INSTRUCTIONS FOR THE TASK: Arrange the lines of every record below as a single numbered list, omitting blank lines and leaving out the pictures.

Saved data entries
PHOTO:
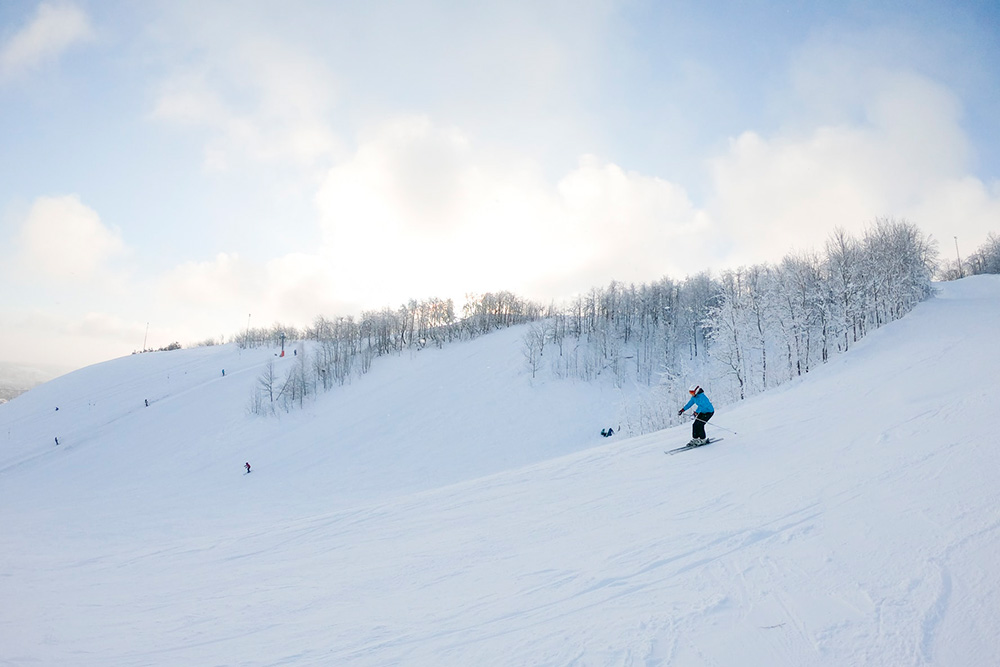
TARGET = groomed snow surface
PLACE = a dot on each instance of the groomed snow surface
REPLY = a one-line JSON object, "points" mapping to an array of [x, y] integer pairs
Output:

RESULT BELOW:
1. PHOTO:
2. TARGET = groomed snow surface
3. PLACE = a dot on each instance of the groomed snow surface
4. REPLY = a one-line JSON object, "points" mapping to an array of [x, y] integer pairs
5. Output:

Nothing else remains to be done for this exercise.